*Written request a:*
Copy out the rows that come after the profile, each one word for word, with no changes.

*Document extract:*
────────

Rob Schmitz is Marketplace’s China correspondent, based in Shanghai.

Schmitz joined Marketplace in 2010. He's covered a range of topics in China, from labor conditions to education to the rise of consumerism. In 2011, he provided Marketplace’s sole coverage from Japan in the days following the earthquake and tsunami, reporting from the hardest-hit areas near the failing Fukushima nuclear power plant. In 2012, he exposed the fabrications in Mike Daisey’s account of Apple's supply chain on This American Life and his report was featured in that show’s much-discussed "Retraction" episode. The work was a finalist for the 2012 Investigative Reporters and Editors award. In 2012, he and Marketplace Education Correspondent Amy Scott won the national Edward R. Murrow award and an award from the Education Writers Association for their investigative series on college agencies that place Chinese students at U.S. universities.

────────

*Dataset content:*
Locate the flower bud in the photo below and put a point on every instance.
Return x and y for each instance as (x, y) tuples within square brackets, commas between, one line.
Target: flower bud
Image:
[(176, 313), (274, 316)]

────────

*Written request b:*
According to the Rob Schmitz profile, which award was his 2012 work on Mike Daisey's account a finalist for?

*Answer a:*
Locate the flower bud in the photo below and put a point on every instance.
Return x and y for each instance as (x, y) tuples within square brackets, commas between, one line.
Target: flower bud
Image:
[(176, 313), (274, 316)]

*Answer b:*
The 2012 Investigative Reporters and Editors award.